*WHAT THE TASK REQUIRES:*
Line by line, transcribe the listing below exactly.

*INFORMATION PROVIDED:*
__________________________________________________

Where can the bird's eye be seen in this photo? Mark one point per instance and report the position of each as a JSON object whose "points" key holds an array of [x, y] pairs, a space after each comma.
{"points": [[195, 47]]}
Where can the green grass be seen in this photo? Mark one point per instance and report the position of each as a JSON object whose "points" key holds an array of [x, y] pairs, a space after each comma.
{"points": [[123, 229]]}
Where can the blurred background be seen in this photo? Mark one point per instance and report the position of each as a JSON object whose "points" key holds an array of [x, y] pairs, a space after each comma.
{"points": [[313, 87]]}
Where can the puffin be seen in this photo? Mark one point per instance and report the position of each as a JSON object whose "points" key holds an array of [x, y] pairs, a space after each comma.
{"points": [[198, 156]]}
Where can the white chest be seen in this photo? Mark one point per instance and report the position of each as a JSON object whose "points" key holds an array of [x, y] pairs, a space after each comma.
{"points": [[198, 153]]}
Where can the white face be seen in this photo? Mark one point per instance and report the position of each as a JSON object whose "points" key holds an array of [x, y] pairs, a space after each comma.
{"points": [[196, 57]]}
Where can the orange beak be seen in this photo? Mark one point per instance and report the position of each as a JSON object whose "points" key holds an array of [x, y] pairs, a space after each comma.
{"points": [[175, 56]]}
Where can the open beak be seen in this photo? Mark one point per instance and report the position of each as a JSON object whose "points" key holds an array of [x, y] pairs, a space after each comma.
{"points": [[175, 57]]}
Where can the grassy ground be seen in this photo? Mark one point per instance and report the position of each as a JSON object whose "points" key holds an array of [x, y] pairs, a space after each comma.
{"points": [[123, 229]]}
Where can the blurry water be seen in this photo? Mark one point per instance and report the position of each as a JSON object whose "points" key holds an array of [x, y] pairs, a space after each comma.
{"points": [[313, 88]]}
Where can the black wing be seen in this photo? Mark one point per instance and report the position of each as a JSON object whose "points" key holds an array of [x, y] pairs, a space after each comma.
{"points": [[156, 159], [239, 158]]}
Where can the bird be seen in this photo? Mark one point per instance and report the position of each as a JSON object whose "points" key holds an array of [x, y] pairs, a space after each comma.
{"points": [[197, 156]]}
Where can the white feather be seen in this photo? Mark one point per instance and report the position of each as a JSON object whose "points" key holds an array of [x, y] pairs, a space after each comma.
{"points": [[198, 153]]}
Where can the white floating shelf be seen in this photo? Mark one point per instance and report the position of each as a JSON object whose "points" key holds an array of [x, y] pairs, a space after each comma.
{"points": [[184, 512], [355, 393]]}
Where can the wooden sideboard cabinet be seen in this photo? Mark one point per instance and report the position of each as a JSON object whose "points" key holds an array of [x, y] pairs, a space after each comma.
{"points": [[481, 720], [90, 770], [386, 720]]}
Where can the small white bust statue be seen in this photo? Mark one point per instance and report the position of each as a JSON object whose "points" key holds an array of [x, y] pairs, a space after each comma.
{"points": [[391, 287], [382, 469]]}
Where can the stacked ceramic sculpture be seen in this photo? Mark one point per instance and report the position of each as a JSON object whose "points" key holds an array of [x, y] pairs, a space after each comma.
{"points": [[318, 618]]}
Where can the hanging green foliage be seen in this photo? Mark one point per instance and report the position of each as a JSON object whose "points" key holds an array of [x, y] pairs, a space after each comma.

__________________________________________________

*SOLVED PROBLEM:*
Where can the bird's eye be seen in this photo? Mark one point per instance and report the position of each as a JSON object whose "points" key holds an array of [x, y] pairs, a space after each comma.
{"points": [[195, 47]]}
Where can the green grass be seen in this photo? Mark one point per instance and report the position of each as a JSON object whose "points" key holds an array of [x, y] pairs, a space after each comma.
{"points": [[123, 229]]}
Where can the blurred background be seen in this photo? Mark one point per instance and report the position of each as a JSON object whose "points" key holds an array of [x, y] pairs, a space after each comma.
{"points": [[313, 87]]}
Where can the puffin be seen in this photo? Mark one point per instance and report the position of each as a JSON object whose "points" key holds an array of [x, y] pairs, a space after each comma.
{"points": [[198, 156]]}
Where can the white chest be seen in this photo? Mark one point per instance and report the position of each as a JSON object whose "points" key holds an array of [x, y] pairs, a space after each comma.
{"points": [[198, 153]]}
Where can the white face be seen in this photo? Mark one point per instance and report the position of each as a JSON object whose "points" key holds an array of [x, y] pairs, a space after each comma.
{"points": [[196, 57]]}
Where can the orange beak be seen in this photo? Mark one point per instance and report the position of each as a JSON object whose "points" key holds an array of [x, y] pairs, a space after each comma.
{"points": [[175, 56]]}
Where can the open beak be seen in this photo? Mark one point per instance and report the position of each as a JSON object whose "points" key holds an array of [x, y] pairs, a space after each comma.
{"points": [[175, 57]]}
Where can the grassy ground be seen in this photo? Mark one point per instance and report the position of each as a JSON object whose "points" key holds an array of [x, y] pairs, a space after each comma.
{"points": [[123, 229]]}
Where can the blurry water be seen in this photo? Mark one point per instance and report the position of each as a JSON object whose "points" key holds an array of [x, y] pairs, a space after each comma.
{"points": [[313, 88]]}
Where can the black wing be seen in this photo? Mark one point per instance and report the position of each as a JSON object whose "points" key holds an array of [x, y] pairs, a space after each comma.
{"points": [[156, 159], [239, 158]]}
Where can the bird be seen in this photo? Mark one point per instance and report the position of each as a JSON object whose "points" key holds an array of [x, y] pairs, a space after each comma.
{"points": [[197, 156]]}
Where can the white feather be seen in this photo? Mark one point per instance and report the position of each as a JSON object whose "points" key holds an array of [x, y] pairs, a space after each comma.
{"points": [[198, 153]]}
Where can the white floating shelf be seen in this photo? Mark one point per instance and report the position of each as a JSON object whose "points" key holds an array of [x, y] pairs, a space after each comma.
{"points": [[184, 512], [355, 393]]}
Where can the wooden sideboard cabinet be seen in this photo? Mark one point per instance and report the position of each as a JSON object whose "points" key holds an array of [x, y] pairs, a space after each comma.
{"points": [[481, 720], [90, 770], [386, 720]]}
Where can the small white bust statue be seen in this photo? Mark one point per instance and report the position of each as a JSON object whose "points" key holds an array of [x, y] pairs, a space after each comma.
{"points": [[391, 287], [382, 469]]}
Where can the stacked ceramic sculpture be seen in this photo? Mark one point per instance and report the position of each as a JSON object whose "points" key holds an array of [x, y] pairs, a space after each comma.
{"points": [[318, 618]]}
Where can the hanging green foliage be seen in this photo? Mark one point per instance and report the position of each as a JSON object whose "points" key holds an array of [x, y] pairs, a space after each comma.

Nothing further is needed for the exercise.